SEGMENTO DEL DOCUMENTO:
= = = = = = =
Newsletter: Parashat Ki Tavò 5771

La parashà di Ki Tavò… in brevissima!

Nella parashà della settimana si parla di: portare al Bet HaMikdash come offerta le primizie delle sette specie particolari di Erez Israel, dichiarazione della decima, HaShem designa il popolo ebraico come il Suo popolo prezioso (Devarim 26:16 – 19), il comando di posizionare nel fiume Giordano e dopo sul monte Eval delle grandi pietre su cui è scritta la Torà in 70 lingue, il comando di avere una pubblica dichiarazione dell’accettazione della Torà dal monte Gherizim e dal monte Eval; la Torà poi elenca le benedizioni  che si ricevono se si seguono le mizvot e chas veshalom ciò che succede in caso contrario, infine c’è un discorso di Moshè. I versi 28:46 parlano dell’importanza di servire HaShem con “gioia e buon cuore”. L’ultimo verso della parashà ci dice di seguire le parole del patto e di compierle affinché possiamo avere successo in ciò che facciamo.

Dvar Torà
basato su “Growth Through Torah” di Rav Zelig Pliskin

___La Torà, riguardo alle conseguenze se non si seguiranno i precetti di HaShem, afferma:
"La tua vita rimarrà (come) sospesa a un filo di fronte a te; di notte tremerai di terrore e di giorno non crederai di poter essere ancora in vita.” (Devarim 28:66)
Cosa significa questo verso?
= = = = = = =
[Dati di etichettatura a punti su foto]

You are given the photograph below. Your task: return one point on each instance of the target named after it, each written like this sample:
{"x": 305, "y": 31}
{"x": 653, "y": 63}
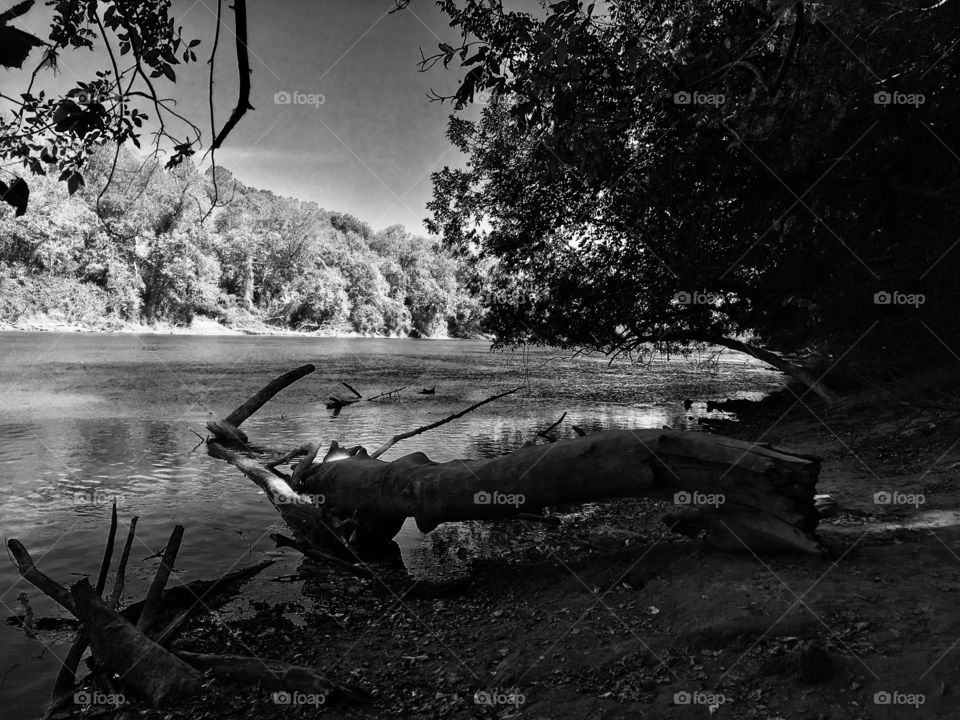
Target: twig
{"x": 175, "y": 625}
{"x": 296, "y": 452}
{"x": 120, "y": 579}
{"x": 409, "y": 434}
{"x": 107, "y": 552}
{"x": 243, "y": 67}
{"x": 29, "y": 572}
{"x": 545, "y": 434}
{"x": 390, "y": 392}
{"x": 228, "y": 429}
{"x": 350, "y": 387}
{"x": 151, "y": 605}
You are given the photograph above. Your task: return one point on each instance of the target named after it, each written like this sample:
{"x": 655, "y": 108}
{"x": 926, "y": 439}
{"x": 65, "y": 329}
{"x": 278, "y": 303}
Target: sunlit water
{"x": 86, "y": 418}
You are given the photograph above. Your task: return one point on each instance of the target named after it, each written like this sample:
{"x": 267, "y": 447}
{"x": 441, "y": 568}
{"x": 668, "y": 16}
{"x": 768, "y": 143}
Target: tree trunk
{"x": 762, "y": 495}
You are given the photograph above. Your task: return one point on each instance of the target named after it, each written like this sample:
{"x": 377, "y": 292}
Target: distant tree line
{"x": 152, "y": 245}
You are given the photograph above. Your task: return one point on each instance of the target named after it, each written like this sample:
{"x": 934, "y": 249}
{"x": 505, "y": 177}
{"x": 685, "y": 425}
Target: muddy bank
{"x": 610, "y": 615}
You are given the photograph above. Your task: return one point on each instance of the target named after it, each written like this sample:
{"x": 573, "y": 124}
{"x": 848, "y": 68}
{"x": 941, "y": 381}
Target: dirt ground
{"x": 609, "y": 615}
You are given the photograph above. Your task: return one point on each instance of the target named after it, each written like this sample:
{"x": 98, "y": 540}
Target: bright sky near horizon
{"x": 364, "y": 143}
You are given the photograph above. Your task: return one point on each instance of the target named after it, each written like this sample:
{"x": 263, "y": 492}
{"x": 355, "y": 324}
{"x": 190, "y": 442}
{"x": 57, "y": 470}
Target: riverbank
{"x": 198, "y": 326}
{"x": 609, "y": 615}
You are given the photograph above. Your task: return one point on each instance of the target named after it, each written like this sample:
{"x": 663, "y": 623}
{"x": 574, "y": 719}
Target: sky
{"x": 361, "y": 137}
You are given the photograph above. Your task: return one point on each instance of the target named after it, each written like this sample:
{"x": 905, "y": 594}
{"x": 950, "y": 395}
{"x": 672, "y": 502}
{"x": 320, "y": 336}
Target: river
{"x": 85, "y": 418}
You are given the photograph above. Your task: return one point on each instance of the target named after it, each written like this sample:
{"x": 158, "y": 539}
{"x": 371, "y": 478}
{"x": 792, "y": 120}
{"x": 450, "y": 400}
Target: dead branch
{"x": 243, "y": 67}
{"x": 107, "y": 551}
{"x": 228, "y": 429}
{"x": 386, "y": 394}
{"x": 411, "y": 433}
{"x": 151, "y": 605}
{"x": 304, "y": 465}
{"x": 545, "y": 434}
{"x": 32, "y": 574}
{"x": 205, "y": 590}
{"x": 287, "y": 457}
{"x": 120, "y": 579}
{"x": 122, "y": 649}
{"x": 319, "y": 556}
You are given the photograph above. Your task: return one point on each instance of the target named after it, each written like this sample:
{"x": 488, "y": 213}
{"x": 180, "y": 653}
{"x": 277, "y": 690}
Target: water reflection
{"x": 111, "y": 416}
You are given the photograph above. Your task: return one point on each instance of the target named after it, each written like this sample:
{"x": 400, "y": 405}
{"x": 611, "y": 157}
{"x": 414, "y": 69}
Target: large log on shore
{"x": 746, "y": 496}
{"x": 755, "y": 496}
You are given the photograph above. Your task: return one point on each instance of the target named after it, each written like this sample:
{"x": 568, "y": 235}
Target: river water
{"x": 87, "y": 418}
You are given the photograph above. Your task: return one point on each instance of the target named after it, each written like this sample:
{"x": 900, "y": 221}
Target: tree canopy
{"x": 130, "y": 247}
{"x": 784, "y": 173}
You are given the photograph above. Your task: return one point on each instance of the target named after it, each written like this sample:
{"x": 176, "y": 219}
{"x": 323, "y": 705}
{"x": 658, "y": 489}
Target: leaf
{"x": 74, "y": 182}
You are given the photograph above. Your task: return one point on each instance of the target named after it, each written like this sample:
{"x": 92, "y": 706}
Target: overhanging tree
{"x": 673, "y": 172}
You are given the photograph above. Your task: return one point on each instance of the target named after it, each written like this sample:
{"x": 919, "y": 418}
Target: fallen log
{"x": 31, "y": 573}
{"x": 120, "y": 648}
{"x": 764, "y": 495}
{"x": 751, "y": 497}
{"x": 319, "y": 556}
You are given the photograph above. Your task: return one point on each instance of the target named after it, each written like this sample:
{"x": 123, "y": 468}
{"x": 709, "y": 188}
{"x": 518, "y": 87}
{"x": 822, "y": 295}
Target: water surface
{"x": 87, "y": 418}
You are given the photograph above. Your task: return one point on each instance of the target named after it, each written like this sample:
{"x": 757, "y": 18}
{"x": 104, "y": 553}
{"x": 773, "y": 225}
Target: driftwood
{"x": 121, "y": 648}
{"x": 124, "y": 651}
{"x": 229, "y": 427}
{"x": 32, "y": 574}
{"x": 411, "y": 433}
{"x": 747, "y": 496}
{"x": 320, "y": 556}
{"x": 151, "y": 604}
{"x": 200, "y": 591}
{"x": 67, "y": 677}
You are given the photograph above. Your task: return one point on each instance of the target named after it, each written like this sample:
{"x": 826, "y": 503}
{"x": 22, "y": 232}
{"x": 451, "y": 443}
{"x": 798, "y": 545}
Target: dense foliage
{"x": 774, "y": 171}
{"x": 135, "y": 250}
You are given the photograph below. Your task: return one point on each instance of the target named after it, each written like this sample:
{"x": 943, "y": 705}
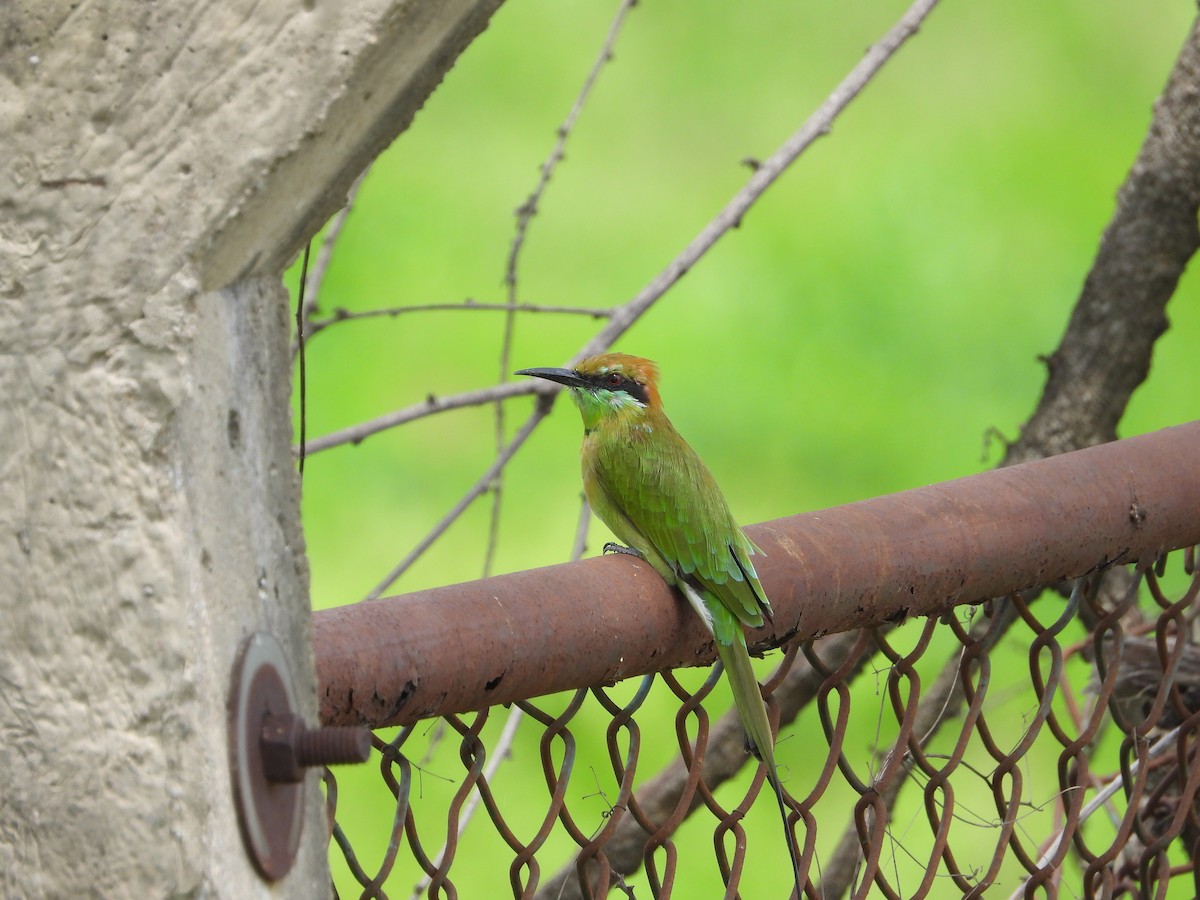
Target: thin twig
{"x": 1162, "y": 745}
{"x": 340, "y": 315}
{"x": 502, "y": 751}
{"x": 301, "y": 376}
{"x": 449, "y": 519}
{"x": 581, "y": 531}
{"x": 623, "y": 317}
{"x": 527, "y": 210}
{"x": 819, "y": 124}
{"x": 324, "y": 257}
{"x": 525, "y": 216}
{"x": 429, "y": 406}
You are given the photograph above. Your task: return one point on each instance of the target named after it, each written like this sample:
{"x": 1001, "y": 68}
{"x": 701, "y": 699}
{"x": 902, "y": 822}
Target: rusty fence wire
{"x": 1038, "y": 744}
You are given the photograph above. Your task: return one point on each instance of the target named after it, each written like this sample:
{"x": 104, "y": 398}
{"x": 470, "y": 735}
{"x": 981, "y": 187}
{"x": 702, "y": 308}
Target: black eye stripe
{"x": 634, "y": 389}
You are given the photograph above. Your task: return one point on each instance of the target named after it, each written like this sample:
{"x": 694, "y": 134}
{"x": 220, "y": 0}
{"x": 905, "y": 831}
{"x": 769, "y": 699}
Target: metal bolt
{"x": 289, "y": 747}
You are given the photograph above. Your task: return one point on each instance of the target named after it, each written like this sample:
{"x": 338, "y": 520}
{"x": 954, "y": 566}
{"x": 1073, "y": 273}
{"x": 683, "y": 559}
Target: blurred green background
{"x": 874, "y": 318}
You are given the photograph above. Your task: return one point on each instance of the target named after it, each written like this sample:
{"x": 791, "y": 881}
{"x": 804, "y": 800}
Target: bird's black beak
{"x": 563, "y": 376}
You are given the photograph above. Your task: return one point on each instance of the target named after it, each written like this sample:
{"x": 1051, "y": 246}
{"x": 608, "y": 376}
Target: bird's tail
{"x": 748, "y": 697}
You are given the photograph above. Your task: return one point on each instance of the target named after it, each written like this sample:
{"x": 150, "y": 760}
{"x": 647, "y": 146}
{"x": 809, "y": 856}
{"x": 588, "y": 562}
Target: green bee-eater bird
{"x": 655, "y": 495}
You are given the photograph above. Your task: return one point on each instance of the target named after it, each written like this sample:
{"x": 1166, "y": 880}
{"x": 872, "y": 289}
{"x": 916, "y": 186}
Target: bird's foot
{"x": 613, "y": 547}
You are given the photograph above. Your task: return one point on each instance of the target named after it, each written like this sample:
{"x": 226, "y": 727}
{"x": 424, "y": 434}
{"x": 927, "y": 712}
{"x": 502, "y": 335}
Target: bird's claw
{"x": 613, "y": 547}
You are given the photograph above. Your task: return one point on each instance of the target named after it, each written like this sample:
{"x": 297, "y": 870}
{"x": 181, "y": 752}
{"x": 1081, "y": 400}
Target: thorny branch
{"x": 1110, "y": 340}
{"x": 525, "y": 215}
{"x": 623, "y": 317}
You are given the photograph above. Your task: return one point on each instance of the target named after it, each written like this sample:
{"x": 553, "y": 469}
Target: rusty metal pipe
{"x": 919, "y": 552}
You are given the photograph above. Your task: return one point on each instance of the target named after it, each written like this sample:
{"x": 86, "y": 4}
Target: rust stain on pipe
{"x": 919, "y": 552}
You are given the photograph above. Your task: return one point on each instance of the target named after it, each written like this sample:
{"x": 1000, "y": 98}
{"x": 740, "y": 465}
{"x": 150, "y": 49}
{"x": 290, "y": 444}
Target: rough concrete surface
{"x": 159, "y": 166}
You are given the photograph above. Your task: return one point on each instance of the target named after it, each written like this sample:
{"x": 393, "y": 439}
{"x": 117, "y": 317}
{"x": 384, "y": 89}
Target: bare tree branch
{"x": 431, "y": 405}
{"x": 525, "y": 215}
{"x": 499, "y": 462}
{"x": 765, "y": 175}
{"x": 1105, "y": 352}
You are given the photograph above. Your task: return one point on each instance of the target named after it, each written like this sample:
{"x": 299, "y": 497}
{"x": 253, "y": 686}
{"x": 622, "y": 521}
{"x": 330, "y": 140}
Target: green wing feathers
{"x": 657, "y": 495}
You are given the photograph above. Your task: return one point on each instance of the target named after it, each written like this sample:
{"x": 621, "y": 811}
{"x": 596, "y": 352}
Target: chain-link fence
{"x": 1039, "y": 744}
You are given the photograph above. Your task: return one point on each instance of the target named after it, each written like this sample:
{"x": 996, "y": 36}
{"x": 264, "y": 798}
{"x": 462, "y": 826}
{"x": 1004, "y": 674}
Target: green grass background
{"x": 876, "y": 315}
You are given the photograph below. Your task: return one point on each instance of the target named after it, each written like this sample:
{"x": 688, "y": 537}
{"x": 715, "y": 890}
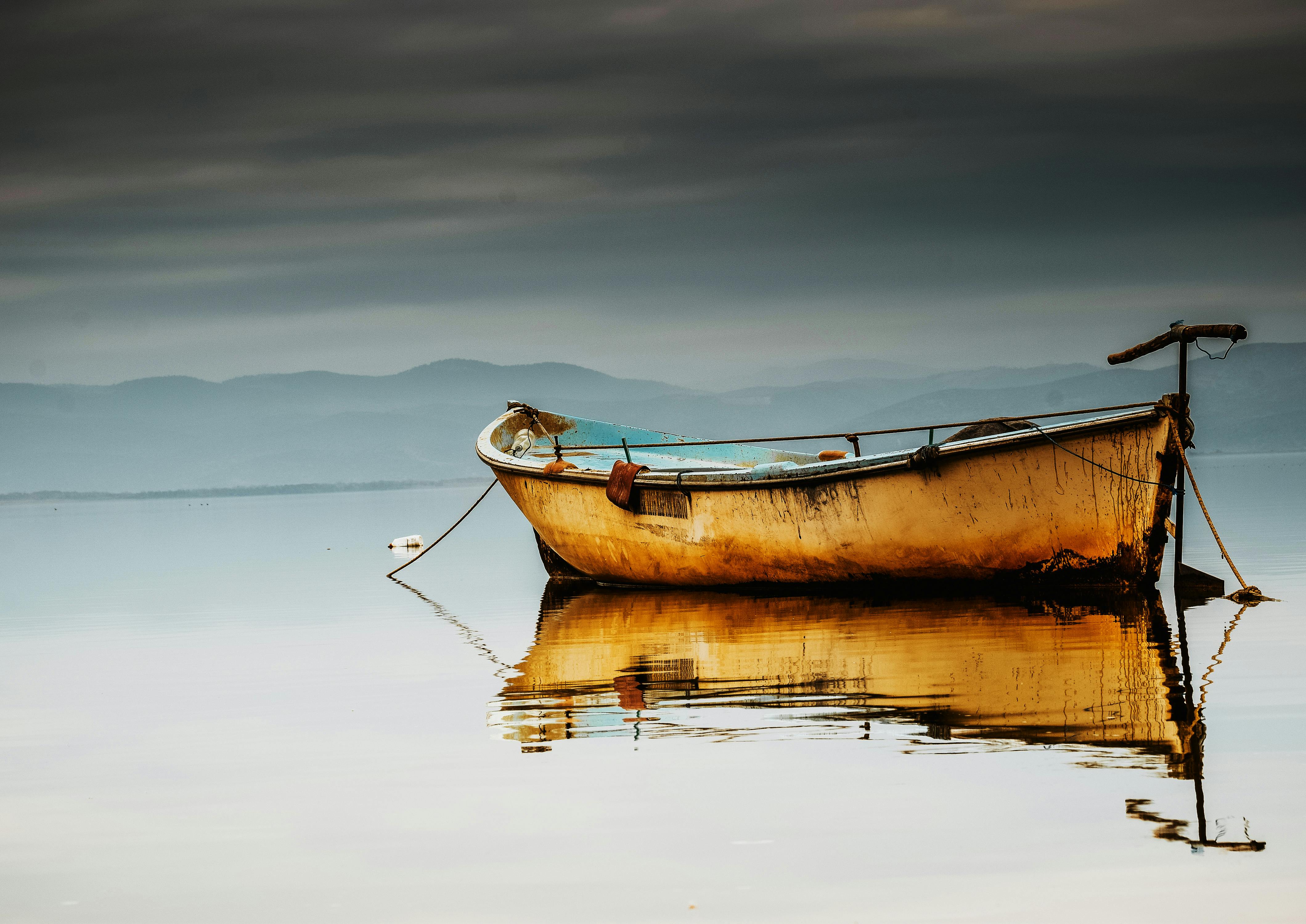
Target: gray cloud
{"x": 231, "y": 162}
= = = = = = =
CONSEGNA 1: Estragga dalla newsletter sulla parashà Ki Tavò il passo che va da "Nella parashà della" fino a "ciò che facciamo.".
CONSEGNA 2: Prosegua la newsletter sulla parashà Ki Tavò a partire dall'ultima frase riportata.

RISULTATO DELL'ESERCIZIO 1:
Nella parashà della settimana si parla di: portare al Bet HaMikdash come offerta le primizie delle sette specie particolari di Erez Israel, dichiarazione della decima, HaShem designa il popolo ebraico come il Suo popolo prezioso (Devarim 26:16 – 19), il comando di posizionare nel fiume Giordano e dopo sul monte Eval delle grandi pietre su cui è scritta la Torà in 70 lingue, il comando di avere una pubblica dichiarazione dell’accettazione della Torà dal monte Gherizim e dal monte Eval; la Torà poi elenca le benedizioni  che si ricevono se si seguono le mizvot e chas veshalom ciò che succede in caso contrario, infine c’è un discorso di Moshè. I versi 28:46 parlano dell’importanza di servire HaShem con “gioia e buon cuore”. L’ultimo verso della parashà ci dice di seguire le parole del patto e di compierle affinché possiamo avere successo in ciò che facciamo.

RISULTATO DELL'ESERCIZIO 2:
Il Talmud (Menachot 103 b) spiega che questo verso si riferisce alla pena e alla sofferenza provocata dal fatto di preoccuparsi per il futuro. “La tua vita rimarrà (come) sospesa a un filo di fronte a te” si riferisce a qualcuno che non possiede un terreno e acquista di anno in anno il rifornimento di grano. Pur avendo grano per l’anno corrente, si preoccupa per quello successivo. Il secondo livello, "Di notte tremerai di terrore" si riferisce a qualcuno che compra grano una volta a settimana. Egli è in una situazione peggiore; deve trovare grano ogni settimana. Il livello più duro, "di giorno non crederai di poter essere ancora in vita" si riferisce a chi deve comprarsi il pane ogni giorno. Ha costantemente di cosa preoccuparsi.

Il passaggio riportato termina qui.